### Testo da leggere
Che fine farà Piaggio Aerospace, una volta gioiello e orgoglio dell’industria aeronautica italiana? Proprio oggi è scaduto il termine per le manifestazione d’interesse all’acquisto dell’azienda. Dopo aver ricevuto negli ultimi anni fiumi di denaro pubblico e aver visto alternarsi intorno ad essa personaggi che sembrano usciti dalla commedia dell’arte, gente da far invidia a maschere come Arlecchino, Pulcinella e Capitan Fracassa, questa disgraziata società attende di conoscere quale sarà il suo destino. Toccherà al commissario straordinario Vincenzo Nicastro, esaminare e valutare le offerte, stilare una short list delle più vantaggiose e decidere d’intesa col Ministero dello Sviluppo Economico. Evitando, com’è purtroppo già accaduto, di vedere un asset dell’industria strategica italiana finire in mani estere.
“Sassate” ha deciso di rifare la storia, in più puntate, del declino di Piaggio Aerospace e degli sconcertanti retroscena che l’hanno determinato. Perché è una tipica ed inquietante storia italiana, in cui la superficialità si mescola dell’incompetenza e le “marchette” politiche alle aspirazioni di carriera di molti protagonisti. Il tutto, dilapidando allegramente e impunemente denaro dello Stato.

[Record di posizionamento dei punti]

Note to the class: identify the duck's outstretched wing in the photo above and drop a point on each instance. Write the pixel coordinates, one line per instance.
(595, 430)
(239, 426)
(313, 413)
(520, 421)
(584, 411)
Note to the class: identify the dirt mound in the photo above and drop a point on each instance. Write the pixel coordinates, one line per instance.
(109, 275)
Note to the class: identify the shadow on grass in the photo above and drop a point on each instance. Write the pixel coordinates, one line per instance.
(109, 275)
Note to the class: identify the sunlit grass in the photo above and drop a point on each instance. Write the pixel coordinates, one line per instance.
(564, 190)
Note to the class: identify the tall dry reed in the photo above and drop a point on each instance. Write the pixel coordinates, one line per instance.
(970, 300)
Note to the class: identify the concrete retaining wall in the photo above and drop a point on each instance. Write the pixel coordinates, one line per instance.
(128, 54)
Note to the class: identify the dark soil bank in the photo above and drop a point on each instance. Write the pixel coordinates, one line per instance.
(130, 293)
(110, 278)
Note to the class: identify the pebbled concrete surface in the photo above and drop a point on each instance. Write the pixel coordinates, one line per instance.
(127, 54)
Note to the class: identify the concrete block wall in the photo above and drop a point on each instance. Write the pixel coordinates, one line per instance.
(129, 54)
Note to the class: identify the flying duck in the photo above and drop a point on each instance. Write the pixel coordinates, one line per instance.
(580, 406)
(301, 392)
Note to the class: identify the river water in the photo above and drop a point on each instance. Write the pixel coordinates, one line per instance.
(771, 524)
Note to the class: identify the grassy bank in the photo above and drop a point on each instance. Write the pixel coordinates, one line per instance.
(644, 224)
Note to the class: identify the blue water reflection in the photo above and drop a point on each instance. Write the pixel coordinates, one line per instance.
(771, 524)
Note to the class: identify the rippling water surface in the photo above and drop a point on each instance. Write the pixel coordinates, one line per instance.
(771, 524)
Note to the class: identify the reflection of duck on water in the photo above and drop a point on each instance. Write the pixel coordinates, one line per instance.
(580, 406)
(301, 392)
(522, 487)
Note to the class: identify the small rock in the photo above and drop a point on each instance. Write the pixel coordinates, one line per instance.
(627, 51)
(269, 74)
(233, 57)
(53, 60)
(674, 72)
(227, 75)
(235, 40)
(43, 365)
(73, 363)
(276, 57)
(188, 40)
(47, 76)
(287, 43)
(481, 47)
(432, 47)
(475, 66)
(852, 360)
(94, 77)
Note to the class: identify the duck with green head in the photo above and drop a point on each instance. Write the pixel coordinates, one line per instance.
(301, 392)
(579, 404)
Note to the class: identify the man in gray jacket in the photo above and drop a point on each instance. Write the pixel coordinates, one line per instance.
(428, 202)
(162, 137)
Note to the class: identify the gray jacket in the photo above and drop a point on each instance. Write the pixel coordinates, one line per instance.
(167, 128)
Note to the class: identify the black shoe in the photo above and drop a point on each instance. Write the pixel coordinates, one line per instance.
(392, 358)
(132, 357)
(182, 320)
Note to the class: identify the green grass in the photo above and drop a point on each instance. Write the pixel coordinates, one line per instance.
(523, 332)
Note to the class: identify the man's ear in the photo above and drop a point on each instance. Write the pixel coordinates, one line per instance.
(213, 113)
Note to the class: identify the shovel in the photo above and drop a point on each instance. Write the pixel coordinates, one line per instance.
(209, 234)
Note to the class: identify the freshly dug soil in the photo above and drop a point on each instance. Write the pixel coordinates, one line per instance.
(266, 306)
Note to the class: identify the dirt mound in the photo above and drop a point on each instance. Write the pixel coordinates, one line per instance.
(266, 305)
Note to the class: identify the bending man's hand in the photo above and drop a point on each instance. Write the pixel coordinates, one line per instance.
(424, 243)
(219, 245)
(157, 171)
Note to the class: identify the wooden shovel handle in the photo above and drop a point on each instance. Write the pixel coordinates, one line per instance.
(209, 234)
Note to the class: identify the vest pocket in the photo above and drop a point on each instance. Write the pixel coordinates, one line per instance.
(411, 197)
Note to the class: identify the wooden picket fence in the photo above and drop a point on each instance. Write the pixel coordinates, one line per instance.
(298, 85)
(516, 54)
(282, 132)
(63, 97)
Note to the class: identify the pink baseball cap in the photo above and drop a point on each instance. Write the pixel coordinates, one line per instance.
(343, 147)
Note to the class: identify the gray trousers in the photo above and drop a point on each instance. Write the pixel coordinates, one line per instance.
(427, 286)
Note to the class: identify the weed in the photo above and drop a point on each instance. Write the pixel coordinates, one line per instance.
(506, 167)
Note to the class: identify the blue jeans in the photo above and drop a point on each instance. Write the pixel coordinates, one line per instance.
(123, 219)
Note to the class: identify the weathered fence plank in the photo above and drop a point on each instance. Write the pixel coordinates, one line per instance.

### Esercizi da svolgere
[A] Nel testo su Piaggio Aerospace, chi dovrà esaminare e valutare le offerte?
[B] Le seguenti affermazioni concordano con il testo su Piaggio Aerospace? Rispondi sì o no a ciascuna, citando le parole decisive del testo.
(i) Il termine per le manifestazioni d'interesse all'acquisto dell'azienda è scaduto oggi.
(ii) Il commissario deciderà da solo, senza coinvolgere alcun ministero.
(iii) "Sassate" racconterà il declino dell'azienda in un'unica puntata.
[C] Prosegui il testo su Piaggio Aerospace a partire dall'ultima frase riportata.

### Soluzioni dell'esercizio
[A] Il commissario straordinario Vincenzo Nicastro.

[B]
(i) Sì: "Proprio oggi è scaduto il termine per le manifestazione d’interesse all’acquisto dell’azienda."
(ii) No: "decidere d’intesa col Ministero dello Sviluppo Economico"
(iii) No: "in più puntate"

[C]
Dopo la crisi finanziaria del 2008, l’anno successivo si avvertono i primi scricchioli. Ma è nel 2013 che le difficoltà di Piaggio Aerospace portano alla prima svolta deleteria. In azienda, arrivano l’indiana Tata ed il Fondo Sovrano Mabudala di Abu Dhabi. La Tata ha subito ben chiaro che per il rilancio serve un nuovo prodotto. Un aereo civile a reazione in grado di sostituire il VIP Utility a turboelica P180, ormai indigesto al mercato internazionale. Il nuovo. Serve, insomma, un velivolo di taglia maggiore, capace di far concorrenza al Falcon, al Gulfstream, all’Embraer.
È l’unica buona idea che salti fuori e come tale, viene subito bocciata. Non prima, però, di aver ottenuto un congruo finanziamento statale per lo sviluppo del progetto, in base alla legge 808. Perché gli emiratini hanno progetti ben più ambiziosi: loro vogliono un drone armato. Nessuna azienda al mondo è disposta a fornirglielo e allora si convincono (o qualcuno li illude) di poterlo avere in Italia. La Tata capisce l’antifona e si libera con sollievo dell’azienda genovese e del presuntuoso socio.
Provare a salvare Piaggio Aerospace con i droni, è un progetto alquanto bislacco.
L’unica industria nazionale che ha sviluppato droni è Finmeccanica. Perché ci vuole esperienza nel settore e nell’integrazione di sistemi complessi come quelli necessari per aerei senza pilota. Ma gli emiratini ci credono, trovano chi è disposto a seguirli su questa strada e vanno avanti come treni.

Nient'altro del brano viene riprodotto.